> RECORDS FOR THE TASK:
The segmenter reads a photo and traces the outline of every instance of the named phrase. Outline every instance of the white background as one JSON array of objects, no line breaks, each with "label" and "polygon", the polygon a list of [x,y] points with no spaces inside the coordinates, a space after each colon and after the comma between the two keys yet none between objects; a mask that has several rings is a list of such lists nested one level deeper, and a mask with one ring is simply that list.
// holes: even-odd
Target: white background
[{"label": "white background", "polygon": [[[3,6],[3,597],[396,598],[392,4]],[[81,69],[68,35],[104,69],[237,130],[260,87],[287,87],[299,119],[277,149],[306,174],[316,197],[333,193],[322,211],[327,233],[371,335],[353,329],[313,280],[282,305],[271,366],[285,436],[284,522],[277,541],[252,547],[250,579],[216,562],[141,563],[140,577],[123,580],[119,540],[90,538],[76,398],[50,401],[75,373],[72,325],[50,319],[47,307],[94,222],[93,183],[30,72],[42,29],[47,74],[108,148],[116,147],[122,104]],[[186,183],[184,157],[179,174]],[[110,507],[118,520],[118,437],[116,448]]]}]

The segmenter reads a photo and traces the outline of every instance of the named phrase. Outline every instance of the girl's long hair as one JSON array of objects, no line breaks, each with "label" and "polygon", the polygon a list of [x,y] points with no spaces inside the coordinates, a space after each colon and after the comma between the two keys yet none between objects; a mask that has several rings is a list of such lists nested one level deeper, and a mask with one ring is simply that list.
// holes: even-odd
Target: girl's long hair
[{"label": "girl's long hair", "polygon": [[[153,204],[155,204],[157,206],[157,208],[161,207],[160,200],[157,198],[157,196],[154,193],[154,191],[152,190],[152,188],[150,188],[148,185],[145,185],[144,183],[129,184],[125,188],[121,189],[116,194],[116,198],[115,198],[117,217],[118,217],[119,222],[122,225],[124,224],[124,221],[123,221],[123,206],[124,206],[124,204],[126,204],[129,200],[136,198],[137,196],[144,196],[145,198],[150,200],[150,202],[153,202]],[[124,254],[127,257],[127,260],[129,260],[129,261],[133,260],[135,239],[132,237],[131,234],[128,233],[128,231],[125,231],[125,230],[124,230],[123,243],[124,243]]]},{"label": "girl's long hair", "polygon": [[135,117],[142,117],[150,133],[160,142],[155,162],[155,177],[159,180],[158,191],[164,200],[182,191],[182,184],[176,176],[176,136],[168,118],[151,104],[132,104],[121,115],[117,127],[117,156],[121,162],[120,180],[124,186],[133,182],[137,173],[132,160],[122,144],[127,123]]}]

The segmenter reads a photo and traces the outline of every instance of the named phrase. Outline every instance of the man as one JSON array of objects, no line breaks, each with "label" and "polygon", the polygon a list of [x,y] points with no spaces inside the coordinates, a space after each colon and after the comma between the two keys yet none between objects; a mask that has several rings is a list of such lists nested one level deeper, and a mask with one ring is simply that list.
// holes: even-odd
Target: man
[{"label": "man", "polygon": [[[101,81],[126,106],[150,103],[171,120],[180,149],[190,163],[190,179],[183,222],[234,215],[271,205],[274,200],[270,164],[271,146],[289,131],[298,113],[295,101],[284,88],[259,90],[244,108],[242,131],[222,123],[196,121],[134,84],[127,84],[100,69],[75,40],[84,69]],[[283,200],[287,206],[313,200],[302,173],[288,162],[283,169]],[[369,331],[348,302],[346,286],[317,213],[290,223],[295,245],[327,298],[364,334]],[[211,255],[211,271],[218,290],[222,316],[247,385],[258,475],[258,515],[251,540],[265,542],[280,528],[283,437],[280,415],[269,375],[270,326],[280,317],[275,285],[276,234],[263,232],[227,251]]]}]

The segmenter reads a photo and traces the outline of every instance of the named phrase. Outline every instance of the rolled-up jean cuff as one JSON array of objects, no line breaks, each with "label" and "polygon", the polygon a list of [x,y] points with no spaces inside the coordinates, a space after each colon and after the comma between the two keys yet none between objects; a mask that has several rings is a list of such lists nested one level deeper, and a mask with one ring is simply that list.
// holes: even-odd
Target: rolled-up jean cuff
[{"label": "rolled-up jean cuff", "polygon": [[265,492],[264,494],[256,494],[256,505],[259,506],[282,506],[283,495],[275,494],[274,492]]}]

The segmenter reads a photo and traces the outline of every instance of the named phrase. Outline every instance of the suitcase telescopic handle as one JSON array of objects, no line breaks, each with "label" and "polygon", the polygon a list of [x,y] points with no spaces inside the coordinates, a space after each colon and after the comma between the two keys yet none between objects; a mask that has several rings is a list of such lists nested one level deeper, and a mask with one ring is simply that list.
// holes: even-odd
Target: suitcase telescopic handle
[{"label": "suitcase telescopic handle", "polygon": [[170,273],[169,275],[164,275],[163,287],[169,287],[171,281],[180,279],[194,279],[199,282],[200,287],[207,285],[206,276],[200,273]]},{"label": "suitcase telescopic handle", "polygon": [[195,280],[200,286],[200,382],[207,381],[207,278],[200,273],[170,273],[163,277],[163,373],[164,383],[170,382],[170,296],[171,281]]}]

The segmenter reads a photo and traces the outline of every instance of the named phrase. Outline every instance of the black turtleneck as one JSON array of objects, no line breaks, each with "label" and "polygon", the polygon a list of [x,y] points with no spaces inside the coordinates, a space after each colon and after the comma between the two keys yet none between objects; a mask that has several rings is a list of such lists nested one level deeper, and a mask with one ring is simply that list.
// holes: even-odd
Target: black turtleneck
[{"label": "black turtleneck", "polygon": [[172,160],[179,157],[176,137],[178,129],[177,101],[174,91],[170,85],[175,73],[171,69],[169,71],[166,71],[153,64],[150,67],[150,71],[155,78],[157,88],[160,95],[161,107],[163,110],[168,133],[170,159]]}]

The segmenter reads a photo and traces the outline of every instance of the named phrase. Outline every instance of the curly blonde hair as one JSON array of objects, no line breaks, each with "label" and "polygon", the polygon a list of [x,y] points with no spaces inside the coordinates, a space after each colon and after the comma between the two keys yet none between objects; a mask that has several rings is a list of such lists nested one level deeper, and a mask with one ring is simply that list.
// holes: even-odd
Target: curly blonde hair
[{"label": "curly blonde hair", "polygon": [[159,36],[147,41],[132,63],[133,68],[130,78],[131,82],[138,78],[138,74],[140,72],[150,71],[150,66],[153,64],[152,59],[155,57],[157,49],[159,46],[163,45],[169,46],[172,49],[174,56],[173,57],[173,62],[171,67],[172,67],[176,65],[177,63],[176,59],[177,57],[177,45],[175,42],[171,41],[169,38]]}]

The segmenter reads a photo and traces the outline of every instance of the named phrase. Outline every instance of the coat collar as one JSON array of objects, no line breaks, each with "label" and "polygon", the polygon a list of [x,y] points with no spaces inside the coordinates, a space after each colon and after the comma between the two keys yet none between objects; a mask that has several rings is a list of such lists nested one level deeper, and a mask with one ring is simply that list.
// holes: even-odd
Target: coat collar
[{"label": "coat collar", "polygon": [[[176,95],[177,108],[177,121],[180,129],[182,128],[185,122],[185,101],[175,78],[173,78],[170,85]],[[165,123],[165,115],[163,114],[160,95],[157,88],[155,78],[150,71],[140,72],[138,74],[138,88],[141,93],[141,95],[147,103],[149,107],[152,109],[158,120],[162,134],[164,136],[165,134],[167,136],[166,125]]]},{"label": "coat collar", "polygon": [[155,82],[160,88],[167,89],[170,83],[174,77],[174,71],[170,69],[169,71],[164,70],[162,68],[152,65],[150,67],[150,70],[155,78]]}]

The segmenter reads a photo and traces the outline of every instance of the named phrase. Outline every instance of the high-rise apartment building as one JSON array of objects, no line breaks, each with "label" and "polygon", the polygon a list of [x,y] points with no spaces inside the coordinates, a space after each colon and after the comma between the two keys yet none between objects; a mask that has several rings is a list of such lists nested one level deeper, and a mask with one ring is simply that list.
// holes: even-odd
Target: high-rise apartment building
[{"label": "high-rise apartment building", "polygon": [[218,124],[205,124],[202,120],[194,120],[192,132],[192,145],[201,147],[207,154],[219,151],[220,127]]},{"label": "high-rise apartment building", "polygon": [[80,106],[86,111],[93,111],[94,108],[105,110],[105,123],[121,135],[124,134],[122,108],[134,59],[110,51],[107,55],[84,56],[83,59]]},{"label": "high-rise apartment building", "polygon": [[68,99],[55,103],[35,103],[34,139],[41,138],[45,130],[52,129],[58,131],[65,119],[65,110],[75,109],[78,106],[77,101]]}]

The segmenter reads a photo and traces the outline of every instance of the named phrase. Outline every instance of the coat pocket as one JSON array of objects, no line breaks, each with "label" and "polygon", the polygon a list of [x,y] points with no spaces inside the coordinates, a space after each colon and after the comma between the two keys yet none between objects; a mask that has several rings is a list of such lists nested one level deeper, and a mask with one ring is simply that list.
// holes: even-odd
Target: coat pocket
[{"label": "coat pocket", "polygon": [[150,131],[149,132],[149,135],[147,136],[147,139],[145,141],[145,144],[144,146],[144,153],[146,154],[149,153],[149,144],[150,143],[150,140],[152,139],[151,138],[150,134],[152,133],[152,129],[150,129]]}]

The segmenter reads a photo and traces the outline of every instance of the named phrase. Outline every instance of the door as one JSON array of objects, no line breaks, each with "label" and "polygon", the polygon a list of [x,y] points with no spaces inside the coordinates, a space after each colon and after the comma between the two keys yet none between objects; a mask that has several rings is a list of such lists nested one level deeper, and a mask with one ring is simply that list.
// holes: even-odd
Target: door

> PROBLEM: Starting from the line containing "the coat pocket", repeat each line through the end of the entries, exactly.

> OUTPUT BELOW:
The segmenter reads a photo and traces the outline of every instance of the named phrase. Outline every instance of the coat pocket as one JSON array of objects, no line breaks, each with "label" and "polygon", the polygon a list of [x,y] points with no spaces inside the coordinates, a space after each colon and after the comma between the two keys yet none between objects; a mask that has several rings is a list of such lists nested one level deeper, and a mask with one ring is simply that list.
// holes: even-odd
Target: coat pocket
[{"label": "coat pocket", "polygon": [[150,131],[149,132],[149,135],[147,136],[147,139],[145,141],[145,144],[144,146],[144,153],[146,154],[149,153],[149,144],[150,143],[150,140],[152,139],[151,138],[150,134],[152,133],[152,129],[150,129]]}]

The segmenter reads a photo and traces the outline of every instance of the named phrase. Outline every instance of the door as one JSON array of objects, no line breaks, each with "label" and "polygon", the polygon a list of [x,y] points with no spaces inside the coordinates, a space after each colon and after the comma between the two keys yet none between objects; a mask that has several rings is a list of such lists nested one level deeper, and a mask with one ring is simply that list.
// holes: even-odd
Target: door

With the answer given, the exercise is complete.